TRY IT | Each record here should be printed again exactly; please leave its pictures out.

DATA LISTING |
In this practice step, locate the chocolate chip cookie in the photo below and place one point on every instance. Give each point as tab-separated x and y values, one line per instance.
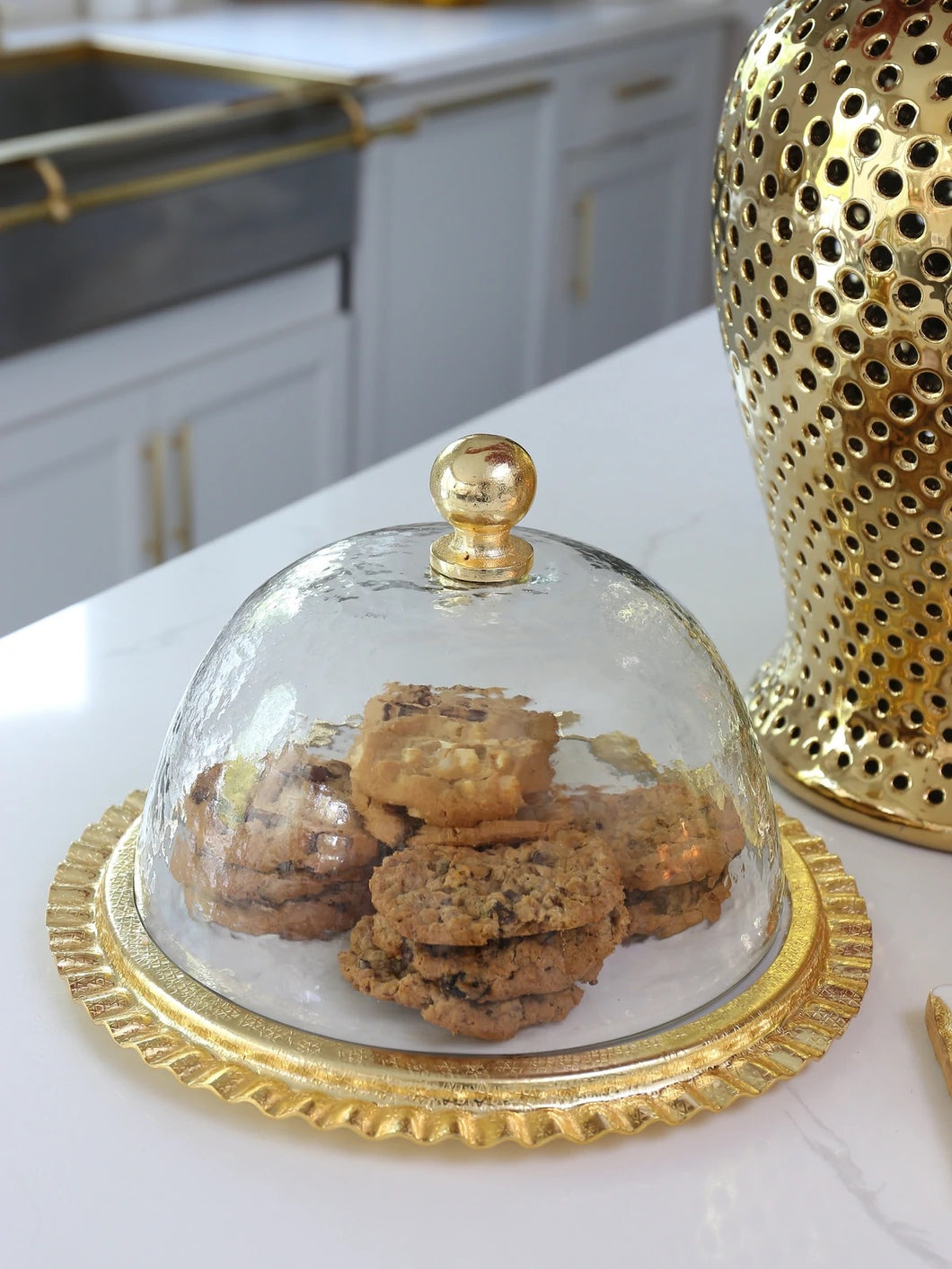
666	834
536	965
672	909
452	756
383	977
466	896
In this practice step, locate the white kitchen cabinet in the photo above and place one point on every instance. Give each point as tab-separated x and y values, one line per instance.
251	430
631	242
70	506
527	224
451	251
626	218
126	447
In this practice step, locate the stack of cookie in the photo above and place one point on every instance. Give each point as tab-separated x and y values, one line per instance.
487	940
673	844
278	850
450	758
491	912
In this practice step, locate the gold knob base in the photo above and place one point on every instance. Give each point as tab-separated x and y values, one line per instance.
452	556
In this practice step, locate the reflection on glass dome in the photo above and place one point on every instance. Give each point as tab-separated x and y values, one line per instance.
395	813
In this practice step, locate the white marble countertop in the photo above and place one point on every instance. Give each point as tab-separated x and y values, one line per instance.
398	43
108	1163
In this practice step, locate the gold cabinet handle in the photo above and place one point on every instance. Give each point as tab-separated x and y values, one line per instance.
530	88
154	455
184	533
641	88
584	246
57	202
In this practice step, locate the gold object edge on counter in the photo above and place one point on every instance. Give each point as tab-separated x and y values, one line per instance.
789	1016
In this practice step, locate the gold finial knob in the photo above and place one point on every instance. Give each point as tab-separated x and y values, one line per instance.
482	485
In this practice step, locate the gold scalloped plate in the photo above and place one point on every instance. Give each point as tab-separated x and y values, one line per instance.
789	1017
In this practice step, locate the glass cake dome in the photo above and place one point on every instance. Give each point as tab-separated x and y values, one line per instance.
463	793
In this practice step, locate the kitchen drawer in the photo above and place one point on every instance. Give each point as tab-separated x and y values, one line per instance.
623	92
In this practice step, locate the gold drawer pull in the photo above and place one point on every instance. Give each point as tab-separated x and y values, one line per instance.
154	455
584	246
641	88
184	533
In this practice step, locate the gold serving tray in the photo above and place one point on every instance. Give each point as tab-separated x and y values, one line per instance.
765	1033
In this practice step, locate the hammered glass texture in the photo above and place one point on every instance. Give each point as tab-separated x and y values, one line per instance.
584	635
833	270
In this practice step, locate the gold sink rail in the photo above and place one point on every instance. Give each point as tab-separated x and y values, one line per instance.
60	205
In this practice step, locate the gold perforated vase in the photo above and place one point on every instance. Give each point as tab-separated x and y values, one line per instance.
833	274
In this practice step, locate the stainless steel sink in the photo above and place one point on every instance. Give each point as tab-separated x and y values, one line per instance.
134	181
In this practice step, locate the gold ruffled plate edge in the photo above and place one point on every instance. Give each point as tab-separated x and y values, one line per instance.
789	1016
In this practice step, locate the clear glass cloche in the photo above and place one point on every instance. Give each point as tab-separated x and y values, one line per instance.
472	791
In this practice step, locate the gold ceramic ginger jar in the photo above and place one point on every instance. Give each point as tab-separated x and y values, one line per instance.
833	274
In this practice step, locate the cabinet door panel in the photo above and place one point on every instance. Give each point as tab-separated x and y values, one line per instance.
71	516
255	429
448	277
629	259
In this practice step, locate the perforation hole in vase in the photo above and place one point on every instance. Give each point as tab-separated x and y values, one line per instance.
848	381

RESPONSE TO THE EXERCISE |
In this practice step, locate the chocolate chip cookie in the photo below and place one point on every instance. Give each point as tab-separated x and y values, one line per instance.
666	834
536	965
672	909
452	756
383	977
466	896
In this practice step, locate the white kitchen cabinet in the photo above and place one point on every instance. Give each point as tab-separated x and y values, one line per instance.
251	430
631	242
70	506
527	224
451	251
626	218
126	447
In this practice step, locate the stack of cookie in the photo above and place one point on every instance. Give each point as tab-separated x and y values, one line per instance.
487	940
673	844
278	850
450	758
491	912
In this practice step, locate the gold knob base in the photo above and place one point on every instance. Give each point as tab-separated x and y values, one line per instance.
452	556
In this practice step, locate the reflection on glass dome in the photo above and place one point on every instance. Give each point as tab-separated x and y values, one line per instance.
395	813
In this practice step, locate the white marble countertop in the photo above and place one point on every instance. Give each point as tab-separated x and y values, one line per instance.
398	43
108	1163
In this practice step, locate the gold cabinet handle in the photo above and place one point on every instance. Give each point as tab-separated x and y values, one line per instance.
530	88
154	455
184	533
641	88
584	246
57	202
In this practice step, locate the gold object edge on counter in the photo above and place one point on every instance. Give each point as tab-separated x and y values, one line per instance.
789	1016
In this practice step, locate the gold finial knob in the photo above and place one point on every instance. Give each point as tab-separated x and y values, one line per instance.
482	485
In this practice step, locate the gold scalloped plate in the photo above and place one point on every instance. Give each point as tab-separated x and y values, one line per instance.
789	1017
In this practice step, locate the glass cake dome in the photo above and place one point on every instance. Give each point as tab-separated x and y values, one line per instance.
463	793
In this practice step, locate the kitchen drawer in the photo above and place one point on every instance. Give each point as tab-separated x and y values, one line per instance.
623	92
In this practice step, locate the gold drawer pull in the photo above and place one point on every instance. Give each point as tab-separated x and y values, one line per instance.
154	455
584	246
641	88
184	533
In this practice step, locate the gold serving tray in the photo above and place one point on every instance. Give each point as tab-separated x and y values, one line per instance.
765	1033
In this practice step, locate the hammered glass texture in the photo above and place one point on every instance. Give each point as tab-separated x and y values, one line per instance.
584	635
833	270
In this practice step, locate the gold sink rail in the photo above and place one point on every instance. Give each point as tab-separated x and y values, one line per instance.
60	205
In this practice step, locate the gold perforated vase in the photo above and place one point on every instance. Give each point as tab-separated x and y values, one line per instance.
833	274
In this practice step, locate the stainless steel sink in the photo above and place one point on every instance. Give each point as tab-separated x and y values, one line per instance.
134	181
In this practice step, locate the gold ruffled plate edge in the photo above and place one point on every instance. Give each point as tab-separated x and y values, one line per instance.
789	1016
In this practice step, locate the clear glass cloche in the photo above and place one point on every instance. Give each point as tab-separated x and y values, one line per instance.
472	791
In this practice step, locate the gold ceramic ginger jar in the photo above and place one point on every instance. Give each point as tab-separated x and y values, one line per instance.
833	274
In this practice step, locate the cabinet door panel in the photo above and place one point on every instance. Give each point as tab-separated x and y values, one line per instance.
71	516
255	429
448	277
629	259
In this practice step, locate the perforation hole in vase in the photo above and place one point on every instance. Give each point as tab-separated x and y values, one line per instance.
848	381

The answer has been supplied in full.